[STATED GOAL] Quote the text on Maloberti's exhibition word for word, everything from "PETROLIO [OIL] (2024)" down to "of Pasolini’s message.".
[Begin SUPPLIED TEXT]
Long red and white chequered tablecloths have formed a central element of Maloberti’s vision and works since the early 1990s. Placed alongside an Italian tricolour flag and displayed in the PAC’s Project Room, LA VERTIGINE DELLA SIGNORA EMILIA [MRS. EMILIA’S VERTIGO] (2024) takes its title from a work by Maloberti of 1992, where one such chequered tablecloth was elevated to the realm of art. Paired with Italy’s national flag, the pizzeria tablecloth becomes a stage curtain for an imaginary ongoing theatrical performance of contemporary Italy itself. Construction scaffolding and sandbags suggest that Italy is yet to be built, while at the same time it already requires restoration. This complex process is made even more difficult by stereotypes of Italy as il Belpaese, which the artist finds himself (guiltily?) observing with a hint of bitter irony.

GALLERY

PETROLIO [OIL] (2024) is a tribute to Pier Paolo Pasolini’s novel of the same title, which was left unfinished when he died in 1975 (first edition, Einaudi, 1992). In a minimalist gesture, half-open books are lined up like soldiers on the ground. Stripped of their original function, kitchen knives act as bookmarks, boldly marking the exact middle of the books, their centre and physical heart. While the knives are tools to perform sudden and angry metaphorical slashes that allude to the intrinsic power of Pasolini’s poetics and to his violent death, they in fact rest harmlessly on the paper—suggesting the unfulfilled potency of Pasolini’s message.

PROJECT ROOM

The Project Room displays the most significant works from the artist’s early career, almost all dating back to the 1990s. The exhibition space was transformed for this occasion into a familiar setting, reminiscent of the home where Maloberti grew up in Casalpusterlengo—a key location that has never ceased to influence his artistic practice.

Maloberti, his mother, and grandmother appear at the centre of the living room in FAMIGLIA METAFISICA [METAPHYSICAL FAMILY]. Captured in a regal pose, the three figures resemble metaphysical mannequins occupying a space traditionally reserved for a dining table. Immersed in a subdued neorealistic atmosphere, the image captures the essence of provincial domestic life, portraying a matrilineal lineage that the artist aspires to inherit and interpret.

Maloberti’s grandmother crouches under a kitchen table like a child playing hide and seek. Elevated to a form of rural, primitive architecture, the table becomes a temporary refuge, a hiding place erected as a defence against an invisible threat. CASA [HOME] presents an image suspended between affection and anguish. Conveying a sense of immediacy, the image captures the complexities of the long journey from childhood to old age, and back, as well as the interplay between subject and artist, an ageing grandmother and a young grandson coming of age.
[End SUPPLIED TEXT]
[Begin RECORDS]
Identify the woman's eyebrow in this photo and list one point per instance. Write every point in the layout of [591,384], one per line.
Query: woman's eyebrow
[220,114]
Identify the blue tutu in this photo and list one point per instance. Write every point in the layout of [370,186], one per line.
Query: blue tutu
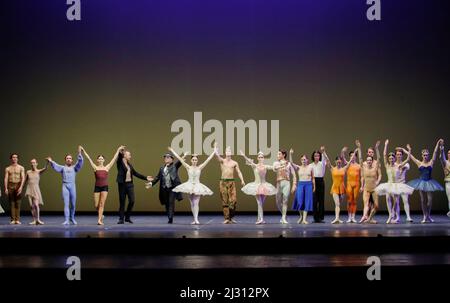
[303,200]
[425,183]
[430,185]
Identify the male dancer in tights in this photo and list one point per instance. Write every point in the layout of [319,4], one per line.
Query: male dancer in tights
[227,186]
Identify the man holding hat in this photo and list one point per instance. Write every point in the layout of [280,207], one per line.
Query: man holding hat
[168,179]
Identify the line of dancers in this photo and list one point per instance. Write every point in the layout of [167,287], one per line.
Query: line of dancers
[304,180]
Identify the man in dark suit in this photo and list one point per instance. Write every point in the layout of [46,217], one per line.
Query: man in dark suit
[168,179]
[125,173]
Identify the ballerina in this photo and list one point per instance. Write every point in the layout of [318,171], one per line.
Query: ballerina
[259,188]
[393,189]
[425,184]
[338,189]
[306,186]
[193,187]
[446,166]
[101,181]
[33,192]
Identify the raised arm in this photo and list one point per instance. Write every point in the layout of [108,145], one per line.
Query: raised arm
[248,161]
[89,158]
[240,174]
[436,149]
[343,152]
[179,158]
[114,159]
[56,167]
[409,153]
[377,150]
[80,160]
[351,159]
[201,166]
[295,166]
[386,143]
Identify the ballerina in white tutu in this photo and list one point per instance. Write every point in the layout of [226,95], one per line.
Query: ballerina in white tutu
[193,187]
[392,189]
[259,188]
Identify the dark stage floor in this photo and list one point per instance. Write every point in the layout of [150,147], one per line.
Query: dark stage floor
[155,226]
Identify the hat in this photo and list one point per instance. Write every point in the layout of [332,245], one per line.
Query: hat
[168,155]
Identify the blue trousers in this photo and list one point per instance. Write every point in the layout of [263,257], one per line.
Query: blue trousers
[70,199]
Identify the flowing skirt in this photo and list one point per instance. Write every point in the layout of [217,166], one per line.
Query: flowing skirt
[430,185]
[264,188]
[193,189]
[391,188]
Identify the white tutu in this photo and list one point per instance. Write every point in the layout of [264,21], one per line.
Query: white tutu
[255,188]
[394,189]
[193,189]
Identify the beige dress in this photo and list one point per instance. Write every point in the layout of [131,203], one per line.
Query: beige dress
[33,190]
[End RECORDS]
[EXPECTED ANSWER]
PETROLIO [OIL] (2024) is a tribute to Pier Paolo Pasolini’s novel of the same title, which was left unfinished when he died in 1975 (first edition, Einaudi, 1992). In a minimalist gesture, half-open books are lined up like soldiers on the ground. Stripped of their original function, kitchen knives act as bookmarks, boldly marking the exact middle of the books, their centre and physical heart. While the knives are tools to perform sudden and angry metaphorical slashes that allude to the intrinsic power of Pasolini’s poetics and to his violent death, they in fact rest harmlessly on the paper—suggesting the unfulfilled potency of Pasolini’s message.